## TEXT PASSAGE
Note that weights and preferences of different contexts during recommendation in current approaches are similar [13,14]. Whilst dense rating is not available for all items in the same contexts because a user usually has different preferences in different contexts. Consequently, some context attributes are more important than other [17]. Nevertheless, several studies suggested to identify a set of influencing contextual factors which are of significance for recommendation results, is a valuable topic for research [12,20,21].

2.2. Selection of Influential Contexts

Aided by the rapid proliferation of context-awareness in recommender systems, several approaches are being proposed to create efficient CARS by selecting relevant contexts that are influential for recommendation results [12]. One of the major problems in typical CARS is determining which contextual features are relevant to influence users’ decisions in a particular situation [13]. As the authors in [19] state, irrelevant contextual features can degrade the prediction accuracy of recommendation by spending unnecessary resources on the acquisition of irrelevant context.
To this end, previous work has utilized several techniques to perform detection of relevant and irrelevant context. The authors in [2] had used a paired t-test and X 2 test for the detection of influential contextual features in their database. In [13], the authors proposed an approach to determine relevancy between contextual factors using statistical methods of testing on rating data. Likewise, in [12], the authors conducted a context-relevance assessment by performing a survey to evaluate the influence of a given contextual feature by supposing a particular situation. However, as they state, users rate an item differently in a real and supposed contextual situation, whilst the results also revealed that better accuracy for the detection of relevant contextual feature could be achieved through detection process form the rating data in comparison to the survey for the assessment of users’ opinion. Hence, such techniques are problematic [14].

Dataset excerpt
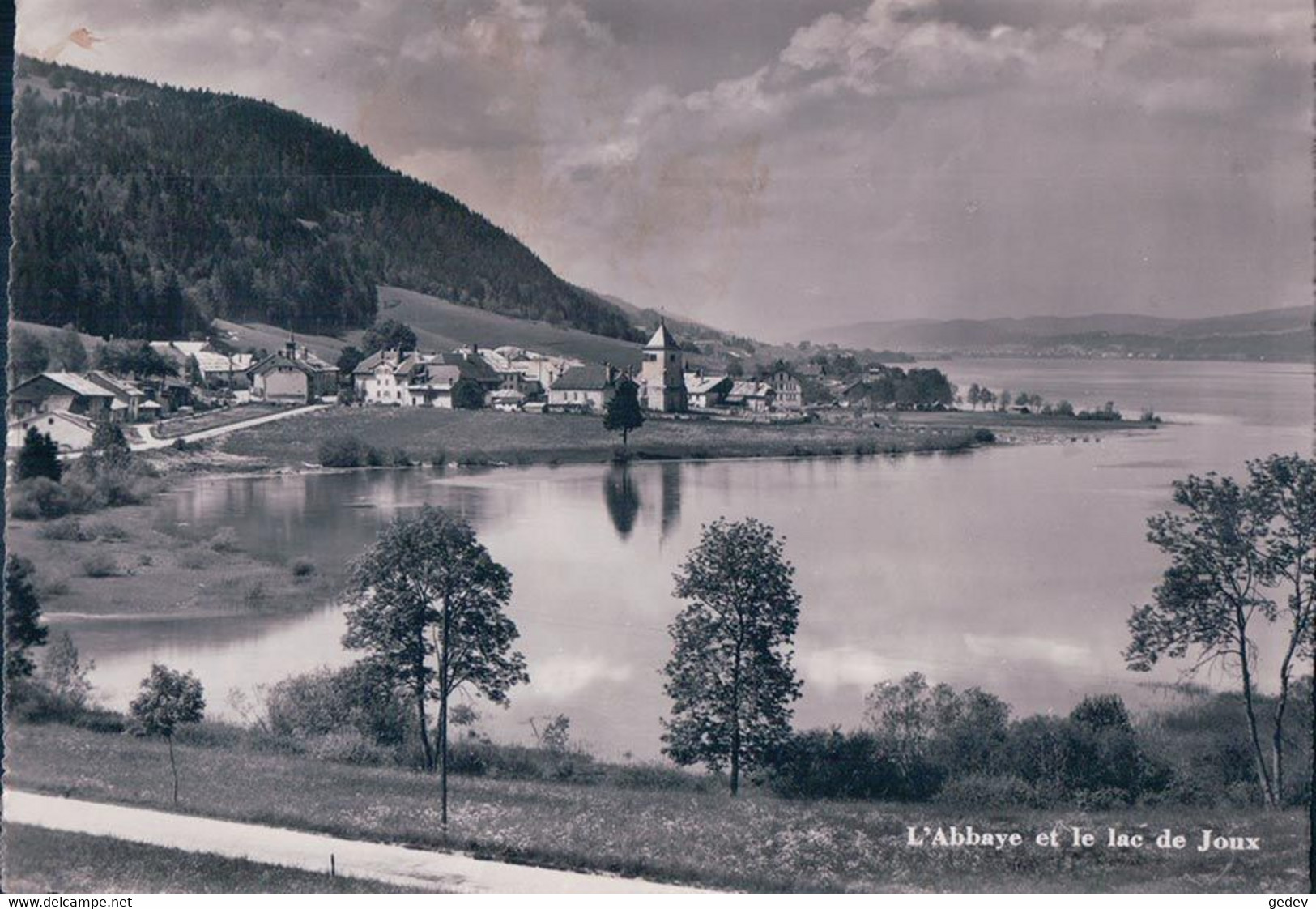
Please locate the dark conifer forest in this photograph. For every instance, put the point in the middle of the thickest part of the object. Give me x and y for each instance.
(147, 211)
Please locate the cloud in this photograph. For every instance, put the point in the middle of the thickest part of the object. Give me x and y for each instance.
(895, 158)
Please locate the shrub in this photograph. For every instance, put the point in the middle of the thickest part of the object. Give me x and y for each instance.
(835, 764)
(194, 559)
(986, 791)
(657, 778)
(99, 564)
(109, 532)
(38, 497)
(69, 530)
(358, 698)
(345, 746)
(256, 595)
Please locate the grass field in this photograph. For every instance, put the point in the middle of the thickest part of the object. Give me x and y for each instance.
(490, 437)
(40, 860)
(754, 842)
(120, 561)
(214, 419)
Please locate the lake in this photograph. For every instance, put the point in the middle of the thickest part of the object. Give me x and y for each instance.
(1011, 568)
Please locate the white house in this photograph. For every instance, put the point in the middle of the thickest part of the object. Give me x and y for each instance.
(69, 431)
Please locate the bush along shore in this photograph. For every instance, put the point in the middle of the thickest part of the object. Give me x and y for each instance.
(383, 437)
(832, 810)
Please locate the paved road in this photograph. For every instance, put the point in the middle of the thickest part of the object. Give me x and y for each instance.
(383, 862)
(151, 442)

==

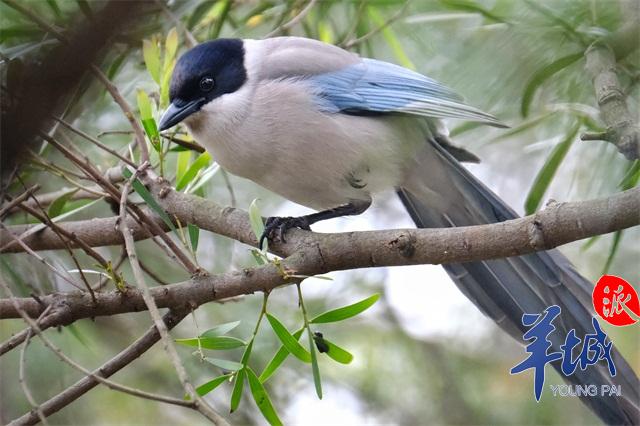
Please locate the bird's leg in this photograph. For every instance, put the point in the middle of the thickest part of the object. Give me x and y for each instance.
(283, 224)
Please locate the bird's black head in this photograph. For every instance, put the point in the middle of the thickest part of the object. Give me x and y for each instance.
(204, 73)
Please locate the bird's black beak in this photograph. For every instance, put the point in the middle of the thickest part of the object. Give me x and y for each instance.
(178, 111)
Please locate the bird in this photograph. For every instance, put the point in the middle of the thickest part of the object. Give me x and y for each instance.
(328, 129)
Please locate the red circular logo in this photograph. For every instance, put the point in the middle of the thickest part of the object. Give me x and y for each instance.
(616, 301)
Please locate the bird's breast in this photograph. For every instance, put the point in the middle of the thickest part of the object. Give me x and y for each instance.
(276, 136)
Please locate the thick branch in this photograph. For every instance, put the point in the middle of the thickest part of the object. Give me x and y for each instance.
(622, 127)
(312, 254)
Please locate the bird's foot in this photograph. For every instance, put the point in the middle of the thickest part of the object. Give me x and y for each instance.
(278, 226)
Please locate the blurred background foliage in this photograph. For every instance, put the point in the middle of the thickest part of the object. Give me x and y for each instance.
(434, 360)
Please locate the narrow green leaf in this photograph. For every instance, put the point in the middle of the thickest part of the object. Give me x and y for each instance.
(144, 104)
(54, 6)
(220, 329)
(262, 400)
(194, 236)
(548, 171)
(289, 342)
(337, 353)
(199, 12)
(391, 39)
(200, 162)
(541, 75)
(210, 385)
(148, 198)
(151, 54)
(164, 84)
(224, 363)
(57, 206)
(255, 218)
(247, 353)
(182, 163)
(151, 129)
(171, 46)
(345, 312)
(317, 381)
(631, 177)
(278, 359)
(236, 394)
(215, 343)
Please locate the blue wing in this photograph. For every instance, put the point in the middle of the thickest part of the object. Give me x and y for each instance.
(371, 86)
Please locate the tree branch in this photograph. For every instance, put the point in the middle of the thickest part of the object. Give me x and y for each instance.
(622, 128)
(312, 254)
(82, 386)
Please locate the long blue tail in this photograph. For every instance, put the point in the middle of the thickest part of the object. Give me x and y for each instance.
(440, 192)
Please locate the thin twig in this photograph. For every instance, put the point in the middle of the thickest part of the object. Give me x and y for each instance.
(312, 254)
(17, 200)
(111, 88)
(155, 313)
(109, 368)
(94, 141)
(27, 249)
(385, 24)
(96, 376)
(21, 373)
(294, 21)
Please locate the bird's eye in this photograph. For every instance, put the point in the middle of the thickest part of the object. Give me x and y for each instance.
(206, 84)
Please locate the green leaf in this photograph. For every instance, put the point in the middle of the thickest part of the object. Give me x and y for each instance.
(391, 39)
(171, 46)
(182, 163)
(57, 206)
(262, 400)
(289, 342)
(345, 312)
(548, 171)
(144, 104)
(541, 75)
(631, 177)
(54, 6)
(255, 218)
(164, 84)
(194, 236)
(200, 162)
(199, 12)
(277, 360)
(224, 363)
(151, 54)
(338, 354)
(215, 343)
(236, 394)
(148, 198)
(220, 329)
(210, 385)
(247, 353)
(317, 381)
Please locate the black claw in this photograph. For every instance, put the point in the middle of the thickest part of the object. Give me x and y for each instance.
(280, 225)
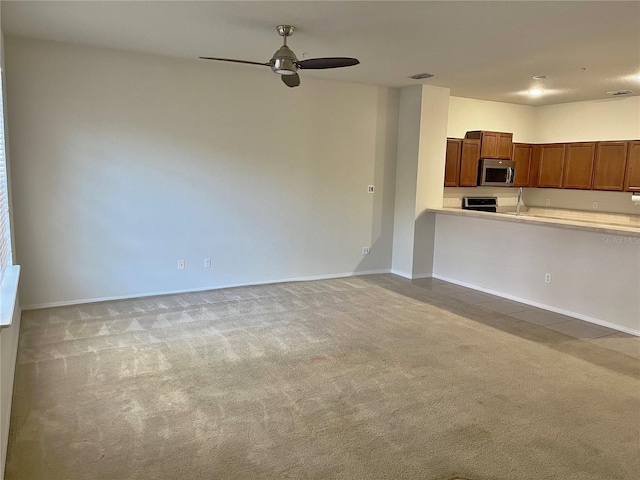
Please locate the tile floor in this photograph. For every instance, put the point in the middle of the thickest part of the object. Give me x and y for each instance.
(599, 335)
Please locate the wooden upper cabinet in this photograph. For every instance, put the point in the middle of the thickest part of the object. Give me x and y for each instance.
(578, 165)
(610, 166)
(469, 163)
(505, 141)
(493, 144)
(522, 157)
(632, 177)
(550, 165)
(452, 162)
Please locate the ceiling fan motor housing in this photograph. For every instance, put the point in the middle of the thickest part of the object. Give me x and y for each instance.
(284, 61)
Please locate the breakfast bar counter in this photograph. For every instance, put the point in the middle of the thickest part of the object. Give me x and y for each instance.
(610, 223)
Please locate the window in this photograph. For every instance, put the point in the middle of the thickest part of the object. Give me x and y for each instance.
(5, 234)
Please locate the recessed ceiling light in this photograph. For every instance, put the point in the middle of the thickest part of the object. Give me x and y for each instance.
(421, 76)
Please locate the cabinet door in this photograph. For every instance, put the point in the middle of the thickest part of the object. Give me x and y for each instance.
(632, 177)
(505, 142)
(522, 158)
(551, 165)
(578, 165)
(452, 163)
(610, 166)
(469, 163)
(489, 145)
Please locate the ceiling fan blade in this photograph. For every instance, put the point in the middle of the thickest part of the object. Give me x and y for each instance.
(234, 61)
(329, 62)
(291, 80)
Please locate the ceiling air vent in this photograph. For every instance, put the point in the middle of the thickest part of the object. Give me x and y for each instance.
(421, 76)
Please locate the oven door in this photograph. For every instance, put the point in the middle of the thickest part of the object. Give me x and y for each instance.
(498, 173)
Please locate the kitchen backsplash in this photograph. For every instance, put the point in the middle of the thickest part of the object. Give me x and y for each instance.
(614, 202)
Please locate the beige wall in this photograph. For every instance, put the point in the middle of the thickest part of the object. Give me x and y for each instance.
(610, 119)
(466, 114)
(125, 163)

--

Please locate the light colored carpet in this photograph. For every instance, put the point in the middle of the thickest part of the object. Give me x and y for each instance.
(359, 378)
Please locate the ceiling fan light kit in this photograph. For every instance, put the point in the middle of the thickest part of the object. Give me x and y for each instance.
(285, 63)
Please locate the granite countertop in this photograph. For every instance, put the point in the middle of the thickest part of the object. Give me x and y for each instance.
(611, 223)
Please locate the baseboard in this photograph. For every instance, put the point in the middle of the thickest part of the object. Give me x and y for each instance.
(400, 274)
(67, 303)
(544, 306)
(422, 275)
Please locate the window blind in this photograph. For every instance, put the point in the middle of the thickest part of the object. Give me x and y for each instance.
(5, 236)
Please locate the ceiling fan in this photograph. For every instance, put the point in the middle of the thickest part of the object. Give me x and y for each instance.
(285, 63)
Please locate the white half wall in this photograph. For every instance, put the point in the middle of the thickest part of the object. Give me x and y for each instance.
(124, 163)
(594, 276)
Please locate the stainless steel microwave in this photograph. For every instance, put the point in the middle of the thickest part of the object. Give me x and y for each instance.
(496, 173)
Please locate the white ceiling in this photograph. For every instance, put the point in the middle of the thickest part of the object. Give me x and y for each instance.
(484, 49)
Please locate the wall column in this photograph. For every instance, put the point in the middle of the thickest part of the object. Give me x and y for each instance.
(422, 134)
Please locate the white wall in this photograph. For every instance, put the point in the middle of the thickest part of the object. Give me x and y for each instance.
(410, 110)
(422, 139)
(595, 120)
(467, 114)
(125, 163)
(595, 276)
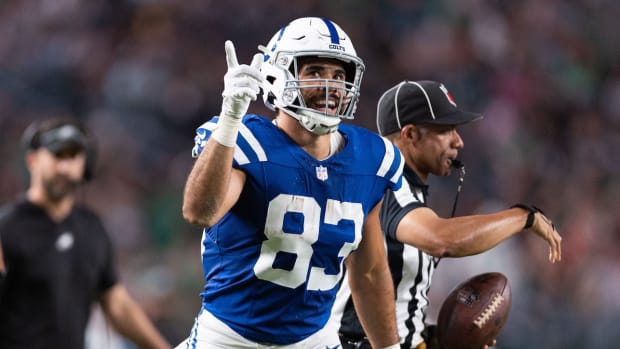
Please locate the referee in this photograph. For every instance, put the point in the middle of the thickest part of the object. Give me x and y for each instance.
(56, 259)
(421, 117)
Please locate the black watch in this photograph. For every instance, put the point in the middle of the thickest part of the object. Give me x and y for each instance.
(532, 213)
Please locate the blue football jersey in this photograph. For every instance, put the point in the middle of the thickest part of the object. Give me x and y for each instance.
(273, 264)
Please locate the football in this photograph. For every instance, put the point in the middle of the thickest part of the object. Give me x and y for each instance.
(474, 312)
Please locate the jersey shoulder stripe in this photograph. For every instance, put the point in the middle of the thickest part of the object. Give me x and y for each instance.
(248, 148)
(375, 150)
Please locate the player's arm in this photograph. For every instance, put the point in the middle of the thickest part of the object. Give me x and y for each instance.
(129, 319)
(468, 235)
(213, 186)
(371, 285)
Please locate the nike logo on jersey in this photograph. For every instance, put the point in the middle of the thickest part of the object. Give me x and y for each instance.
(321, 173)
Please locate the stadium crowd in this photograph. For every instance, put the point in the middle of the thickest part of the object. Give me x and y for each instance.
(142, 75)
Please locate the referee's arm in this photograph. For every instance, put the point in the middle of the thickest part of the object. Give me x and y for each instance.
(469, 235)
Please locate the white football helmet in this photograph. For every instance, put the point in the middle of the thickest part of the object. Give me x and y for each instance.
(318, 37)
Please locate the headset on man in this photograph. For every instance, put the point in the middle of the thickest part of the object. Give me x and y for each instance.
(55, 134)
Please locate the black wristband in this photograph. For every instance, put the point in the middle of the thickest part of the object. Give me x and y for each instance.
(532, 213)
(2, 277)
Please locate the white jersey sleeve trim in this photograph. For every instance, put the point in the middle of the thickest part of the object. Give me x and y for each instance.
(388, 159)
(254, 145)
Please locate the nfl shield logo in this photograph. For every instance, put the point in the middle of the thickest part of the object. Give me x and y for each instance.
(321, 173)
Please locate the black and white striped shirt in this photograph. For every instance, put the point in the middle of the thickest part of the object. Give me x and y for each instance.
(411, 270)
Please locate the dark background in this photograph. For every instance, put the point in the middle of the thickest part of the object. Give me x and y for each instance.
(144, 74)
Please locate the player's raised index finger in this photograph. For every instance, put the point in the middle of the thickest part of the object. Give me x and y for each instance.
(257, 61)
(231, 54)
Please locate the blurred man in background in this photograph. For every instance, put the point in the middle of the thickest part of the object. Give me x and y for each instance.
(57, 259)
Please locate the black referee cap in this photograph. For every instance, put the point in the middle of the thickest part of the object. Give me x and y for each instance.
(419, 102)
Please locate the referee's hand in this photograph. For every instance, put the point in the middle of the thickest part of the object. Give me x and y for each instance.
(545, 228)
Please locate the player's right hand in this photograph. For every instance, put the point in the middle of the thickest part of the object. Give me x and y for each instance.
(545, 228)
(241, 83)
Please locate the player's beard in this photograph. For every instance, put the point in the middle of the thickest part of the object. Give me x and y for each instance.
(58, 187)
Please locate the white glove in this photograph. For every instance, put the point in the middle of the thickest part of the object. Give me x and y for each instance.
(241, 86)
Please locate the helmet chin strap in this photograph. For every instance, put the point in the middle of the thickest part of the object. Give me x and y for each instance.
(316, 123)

## GIVEN TASK 1
According to the passage on influential contexts, how can irrelevant contextual features affect recommendation?
## GIVEN TASK 2
Summarize the passage on influential contexts in two sentences.
## GIVEN TASK 3
List every distinct reference number cited in the passage on influential contexts.

## EXPECTED OUTPUT 1
They can degrade the prediction accuracy of recommendation by spending unnecessary resources on acquiring irrelevant context.

## EXPECTED OUTPUT 2
Because users have different preferences in different contexts, some context attributes matter more than others, and irrelevant contextual features can degrade the prediction accuracy of recommendation. Previous work has detected relevant context through statistical tests on rating data and through surveys of supposed situations, but users rate items differently in real and supposed situations, so such techniques are problematic.

## EXPECTED OUTPUT 3
2, 12, 13, 14, 17, 19, 20, 21